### SHORT EXERCISE A
Return the portion of the Ranchero thread starting at "The main intent" and ending at "from that era.".
### SHORT EXERCISE B
In the Ranchero thread, how much was paid in labor for the paint job?
### SHORT EXERCISE C
Extend the Ranchero thread from the point where it stops.

### PROVIDED PASSAGE
# Finally painted!



## RandyMac (Oct 7, 2011)

Got lots to put back on though.

Three coats of Imron "Detonator Yellow" and got bedliner too.


----------



## Ductape (Oct 7, 2011)

Kool !!!


----------



## lfnh (Oct 7, 2011)

Turned out very nice !


----------



## hanniedog (Oct 7, 2011)

What year Ranchero is it?


----------



## rwoods (Oct 7, 2011)

The Ranchero is looking good. Ron


----------



## RandyMac (Oct 8, 2011)

Thanks guys, I really have been looking forward to getting the old thing painted. It didn't take long for the salt air to start surface rust.
The main intent was to put a tough finish on it, but holy smokes that Imron was very expensive, All told we paid $1800 in labor and $1400 in paint, primer, bedliner......


----------



## Rookie1 (Oct 8, 2011)

Nice job. You need to show it off better and take some pics without the fence in the way. Looks good,I like Fords from that era.


----------



## RandyMac (Oct 8, 2011)

Yeah, it was behind the fence so you couldn't see that the bumpers and other things were off, like the grill and all. Better pics will be taken when everything is back on.


----------



## belgian (Oct 8, 2011)

Nice paint job and car, ...but I have to ask......did it have to be yellow ???? :hmm3grin2orange:


----------



## RandyMac (Oct 8, 2011)

Yes Roland my friend, it had to be yellow.


----------



## RandyMac (Oct 9, 2011)

### Records
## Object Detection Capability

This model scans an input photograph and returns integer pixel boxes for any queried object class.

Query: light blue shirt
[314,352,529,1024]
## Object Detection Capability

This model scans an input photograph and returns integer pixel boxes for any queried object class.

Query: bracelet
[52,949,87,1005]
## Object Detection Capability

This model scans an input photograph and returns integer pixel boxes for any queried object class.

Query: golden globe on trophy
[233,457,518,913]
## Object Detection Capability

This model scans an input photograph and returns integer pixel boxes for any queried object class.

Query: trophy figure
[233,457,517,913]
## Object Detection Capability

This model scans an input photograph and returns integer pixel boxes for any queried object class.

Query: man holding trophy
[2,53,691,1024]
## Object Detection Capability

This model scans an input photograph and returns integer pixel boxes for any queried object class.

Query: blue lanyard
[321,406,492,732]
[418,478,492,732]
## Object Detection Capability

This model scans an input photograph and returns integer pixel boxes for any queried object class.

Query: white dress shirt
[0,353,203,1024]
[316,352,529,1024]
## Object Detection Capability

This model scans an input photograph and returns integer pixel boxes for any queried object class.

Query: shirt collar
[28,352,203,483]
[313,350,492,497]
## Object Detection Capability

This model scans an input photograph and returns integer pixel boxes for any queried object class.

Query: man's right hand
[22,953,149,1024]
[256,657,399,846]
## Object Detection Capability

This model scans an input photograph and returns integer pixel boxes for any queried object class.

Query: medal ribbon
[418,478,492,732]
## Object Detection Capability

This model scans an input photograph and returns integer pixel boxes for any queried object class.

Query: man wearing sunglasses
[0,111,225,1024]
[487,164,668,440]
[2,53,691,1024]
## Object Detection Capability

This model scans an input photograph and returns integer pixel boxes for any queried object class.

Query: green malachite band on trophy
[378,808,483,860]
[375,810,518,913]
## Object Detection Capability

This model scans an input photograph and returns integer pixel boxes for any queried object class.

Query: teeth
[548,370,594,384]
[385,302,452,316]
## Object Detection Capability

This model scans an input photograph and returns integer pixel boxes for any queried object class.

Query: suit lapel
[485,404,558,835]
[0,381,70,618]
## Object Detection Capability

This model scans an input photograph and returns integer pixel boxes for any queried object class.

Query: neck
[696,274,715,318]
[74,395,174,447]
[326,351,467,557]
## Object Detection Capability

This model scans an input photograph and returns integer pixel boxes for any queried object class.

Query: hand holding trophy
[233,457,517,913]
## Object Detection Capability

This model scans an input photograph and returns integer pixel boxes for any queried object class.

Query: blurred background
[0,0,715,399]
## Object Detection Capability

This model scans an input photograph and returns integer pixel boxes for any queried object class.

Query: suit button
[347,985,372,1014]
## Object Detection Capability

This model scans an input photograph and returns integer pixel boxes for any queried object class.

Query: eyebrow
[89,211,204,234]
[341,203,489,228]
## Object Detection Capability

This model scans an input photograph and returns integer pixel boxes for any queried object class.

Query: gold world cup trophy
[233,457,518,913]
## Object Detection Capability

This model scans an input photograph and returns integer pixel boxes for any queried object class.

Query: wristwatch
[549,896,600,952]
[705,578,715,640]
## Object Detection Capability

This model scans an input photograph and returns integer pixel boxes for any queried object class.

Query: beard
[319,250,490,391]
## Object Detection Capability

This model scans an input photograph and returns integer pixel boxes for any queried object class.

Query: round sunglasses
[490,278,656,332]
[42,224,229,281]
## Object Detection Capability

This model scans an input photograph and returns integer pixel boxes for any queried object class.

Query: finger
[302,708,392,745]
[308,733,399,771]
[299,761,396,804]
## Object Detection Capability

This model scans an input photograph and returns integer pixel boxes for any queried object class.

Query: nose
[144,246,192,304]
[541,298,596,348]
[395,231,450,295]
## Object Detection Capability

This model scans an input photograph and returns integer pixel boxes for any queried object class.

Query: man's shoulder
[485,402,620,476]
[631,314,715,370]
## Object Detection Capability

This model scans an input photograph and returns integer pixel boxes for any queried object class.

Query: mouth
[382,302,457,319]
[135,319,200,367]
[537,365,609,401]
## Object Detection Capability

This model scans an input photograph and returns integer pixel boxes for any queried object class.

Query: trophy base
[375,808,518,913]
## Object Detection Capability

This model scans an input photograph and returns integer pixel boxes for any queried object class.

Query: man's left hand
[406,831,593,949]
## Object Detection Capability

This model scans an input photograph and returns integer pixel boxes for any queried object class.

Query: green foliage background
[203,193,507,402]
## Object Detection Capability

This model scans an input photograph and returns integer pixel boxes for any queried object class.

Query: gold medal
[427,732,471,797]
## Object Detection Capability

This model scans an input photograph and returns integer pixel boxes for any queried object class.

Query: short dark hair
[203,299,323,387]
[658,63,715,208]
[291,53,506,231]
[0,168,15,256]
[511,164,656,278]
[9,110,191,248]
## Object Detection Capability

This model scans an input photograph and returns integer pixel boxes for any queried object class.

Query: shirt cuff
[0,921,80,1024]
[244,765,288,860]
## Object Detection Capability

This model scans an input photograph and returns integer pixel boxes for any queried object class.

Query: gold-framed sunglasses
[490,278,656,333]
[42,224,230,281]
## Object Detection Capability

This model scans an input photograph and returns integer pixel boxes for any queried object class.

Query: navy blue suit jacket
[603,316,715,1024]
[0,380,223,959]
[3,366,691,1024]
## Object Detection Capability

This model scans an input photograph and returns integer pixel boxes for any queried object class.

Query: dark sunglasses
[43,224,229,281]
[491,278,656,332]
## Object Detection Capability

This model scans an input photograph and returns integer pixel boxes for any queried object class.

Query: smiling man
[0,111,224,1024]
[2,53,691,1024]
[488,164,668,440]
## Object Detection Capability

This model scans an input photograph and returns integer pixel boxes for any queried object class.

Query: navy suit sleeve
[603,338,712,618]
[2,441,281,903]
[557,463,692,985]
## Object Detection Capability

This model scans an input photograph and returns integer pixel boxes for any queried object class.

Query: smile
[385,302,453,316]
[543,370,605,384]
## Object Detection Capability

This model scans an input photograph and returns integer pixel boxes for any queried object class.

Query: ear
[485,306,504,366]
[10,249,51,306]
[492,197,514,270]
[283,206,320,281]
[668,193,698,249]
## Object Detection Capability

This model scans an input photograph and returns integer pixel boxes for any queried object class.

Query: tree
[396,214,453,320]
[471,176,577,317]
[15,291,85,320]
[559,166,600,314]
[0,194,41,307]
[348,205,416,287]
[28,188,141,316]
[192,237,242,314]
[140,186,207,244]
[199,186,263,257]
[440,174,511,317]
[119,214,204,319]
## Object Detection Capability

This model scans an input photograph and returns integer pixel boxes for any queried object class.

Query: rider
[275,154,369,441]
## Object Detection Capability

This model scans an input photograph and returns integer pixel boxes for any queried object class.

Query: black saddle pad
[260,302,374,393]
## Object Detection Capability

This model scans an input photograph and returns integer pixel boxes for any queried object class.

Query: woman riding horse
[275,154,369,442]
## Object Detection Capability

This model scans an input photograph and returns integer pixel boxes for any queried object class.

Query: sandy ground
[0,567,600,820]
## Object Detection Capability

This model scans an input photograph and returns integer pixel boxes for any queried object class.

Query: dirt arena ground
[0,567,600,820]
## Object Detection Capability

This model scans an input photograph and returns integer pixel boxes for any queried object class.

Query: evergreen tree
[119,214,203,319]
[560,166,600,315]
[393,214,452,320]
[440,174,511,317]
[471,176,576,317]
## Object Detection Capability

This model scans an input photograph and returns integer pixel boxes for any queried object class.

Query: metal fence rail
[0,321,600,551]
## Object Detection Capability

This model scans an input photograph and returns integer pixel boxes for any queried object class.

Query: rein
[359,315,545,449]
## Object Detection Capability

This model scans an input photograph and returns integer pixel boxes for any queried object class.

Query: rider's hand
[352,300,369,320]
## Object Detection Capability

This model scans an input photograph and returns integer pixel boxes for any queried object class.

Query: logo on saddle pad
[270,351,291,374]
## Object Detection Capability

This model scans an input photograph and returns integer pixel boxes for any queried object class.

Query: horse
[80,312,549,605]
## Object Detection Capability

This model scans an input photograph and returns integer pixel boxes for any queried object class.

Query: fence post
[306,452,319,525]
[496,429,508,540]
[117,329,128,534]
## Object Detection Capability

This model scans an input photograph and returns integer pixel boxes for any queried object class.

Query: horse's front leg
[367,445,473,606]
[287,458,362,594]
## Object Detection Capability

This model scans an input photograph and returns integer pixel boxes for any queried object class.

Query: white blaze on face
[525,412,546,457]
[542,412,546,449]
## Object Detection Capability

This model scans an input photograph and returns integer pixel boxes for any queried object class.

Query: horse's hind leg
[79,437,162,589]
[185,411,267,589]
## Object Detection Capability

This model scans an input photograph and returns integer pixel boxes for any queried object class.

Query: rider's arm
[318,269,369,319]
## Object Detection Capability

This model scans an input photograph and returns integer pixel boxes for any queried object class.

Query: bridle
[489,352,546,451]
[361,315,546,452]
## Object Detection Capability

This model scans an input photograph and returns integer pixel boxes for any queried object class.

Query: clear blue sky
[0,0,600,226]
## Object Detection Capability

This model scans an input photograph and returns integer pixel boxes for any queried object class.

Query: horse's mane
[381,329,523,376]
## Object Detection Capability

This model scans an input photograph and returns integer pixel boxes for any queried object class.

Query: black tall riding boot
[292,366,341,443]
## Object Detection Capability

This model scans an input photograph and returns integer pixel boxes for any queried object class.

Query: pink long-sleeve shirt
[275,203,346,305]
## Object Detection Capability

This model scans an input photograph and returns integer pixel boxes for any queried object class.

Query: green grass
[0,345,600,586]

### WRITTEN RESPONSE A
The main intent was to put a tough finish on it, but holy smokes that Imron was very expensive, All told we paid $1800 in labor and $1400 in paint, primer, bedliner......


----------



## Rookie1 (Oct 8, 2011)

Nice job. You need to show it off better and take some pics without the fence in the way. Looks good,I like Fords from that era.

### WRITTEN RESPONSE B
$1800

### WRITTEN RESPONSE C
----------



## olyman (Oct 9, 2011)

RandyMac said:


> Thanks guys, I really have been looking forward to getting the old thing painted. It didn't take long for the salt air to start surface rust.
> The main intent was to put a tough finish on it, but holy smokes that Imron was very expensive, All told we paid $1800 in labor and $1400 in paint, primer, bedliner......


 
theres a paint?? sold by arnold mtr supply, 30 minutes from me..just put the catalyst to the paint,,and spray it on...damn tough stuff!!!! painted the burnt truck i rebuilt with it...$83 a qt.......


----------



## Guido Salvage (Oct 11, 2011)

Good job, but you need a wiper....


----------



## RandyMac (Oct 18, 2011)

Getting there.


----------



## wigglesworth (Oct 18, 2011)

Really needs a big McC insignia on the door!!! 


Looks awesome Randy. My grandad had a red one from about the same year. It was a 289 -4 speed if I remember right.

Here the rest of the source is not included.